### What you are asked to do
Please count the lines below that contain the word "grass" and give only that number.

### Records supplied

* * *

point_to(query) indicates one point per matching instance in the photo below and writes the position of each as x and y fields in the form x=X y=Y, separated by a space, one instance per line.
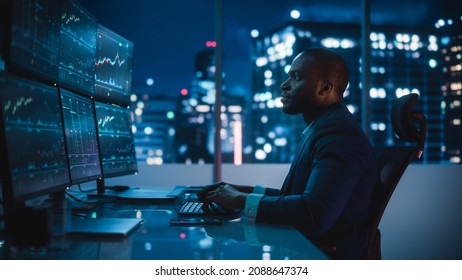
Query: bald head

* * *

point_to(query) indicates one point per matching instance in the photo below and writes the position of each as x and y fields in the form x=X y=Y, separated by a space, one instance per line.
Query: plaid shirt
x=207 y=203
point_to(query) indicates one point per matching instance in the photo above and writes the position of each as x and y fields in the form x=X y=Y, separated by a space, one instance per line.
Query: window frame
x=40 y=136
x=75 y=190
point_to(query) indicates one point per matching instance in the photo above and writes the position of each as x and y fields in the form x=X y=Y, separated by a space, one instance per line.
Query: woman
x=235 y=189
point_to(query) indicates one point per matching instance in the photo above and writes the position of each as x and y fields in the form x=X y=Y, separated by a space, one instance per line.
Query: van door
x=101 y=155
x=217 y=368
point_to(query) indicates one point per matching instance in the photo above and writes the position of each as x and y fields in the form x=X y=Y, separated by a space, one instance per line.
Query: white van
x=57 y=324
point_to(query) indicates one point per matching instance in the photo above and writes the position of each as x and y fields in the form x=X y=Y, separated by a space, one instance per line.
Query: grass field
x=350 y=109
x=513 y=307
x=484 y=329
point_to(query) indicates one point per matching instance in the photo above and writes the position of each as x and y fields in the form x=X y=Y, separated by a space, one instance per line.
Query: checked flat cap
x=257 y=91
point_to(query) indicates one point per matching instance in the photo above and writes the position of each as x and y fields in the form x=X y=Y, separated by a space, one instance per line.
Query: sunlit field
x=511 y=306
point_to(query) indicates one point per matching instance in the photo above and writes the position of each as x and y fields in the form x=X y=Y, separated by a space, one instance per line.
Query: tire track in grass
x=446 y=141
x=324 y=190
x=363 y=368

* * *

### Worked solution
2